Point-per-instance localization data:
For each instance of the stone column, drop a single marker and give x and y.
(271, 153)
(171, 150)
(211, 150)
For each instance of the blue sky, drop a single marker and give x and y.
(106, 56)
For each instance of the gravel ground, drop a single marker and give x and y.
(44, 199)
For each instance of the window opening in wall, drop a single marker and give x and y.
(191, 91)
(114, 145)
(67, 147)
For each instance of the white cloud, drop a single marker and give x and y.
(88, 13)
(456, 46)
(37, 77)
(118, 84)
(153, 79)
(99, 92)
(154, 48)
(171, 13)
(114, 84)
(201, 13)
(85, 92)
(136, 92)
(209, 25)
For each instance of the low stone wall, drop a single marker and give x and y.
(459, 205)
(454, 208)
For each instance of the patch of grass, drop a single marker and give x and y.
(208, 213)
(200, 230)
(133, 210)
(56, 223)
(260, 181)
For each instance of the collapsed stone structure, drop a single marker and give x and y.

* [EXERCISE BRIEF] Your reply should contain every record, unchanged and complete.

* [SOLUTION FOR THIS TASK]
For each instance of the stone column, drop a single marker and give x and y.
(271, 153)
(171, 150)
(211, 150)
For each instance of the blue sky, drop a single marker and give x and y.
(106, 56)
For each instance of the gravel ground, drop a single marker and give x and y.
(44, 199)
For each instance of the window opening in wall, drop a single marker and give x and y.
(191, 91)
(114, 145)
(67, 147)
For each instance of the white cloud, drop a single marker and give x and y.
(88, 13)
(456, 46)
(37, 77)
(118, 84)
(153, 79)
(99, 92)
(154, 48)
(171, 13)
(114, 84)
(201, 13)
(85, 92)
(136, 92)
(209, 25)
For each instance of the low stone wall, drop a single marker and give x and y.
(459, 205)
(454, 208)
For each instance of the patch of grass, drop a single marker and give x and y.
(208, 213)
(200, 230)
(133, 210)
(56, 223)
(260, 181)
For each instance of the collapsed stone structure, drop a single marker and give x and y.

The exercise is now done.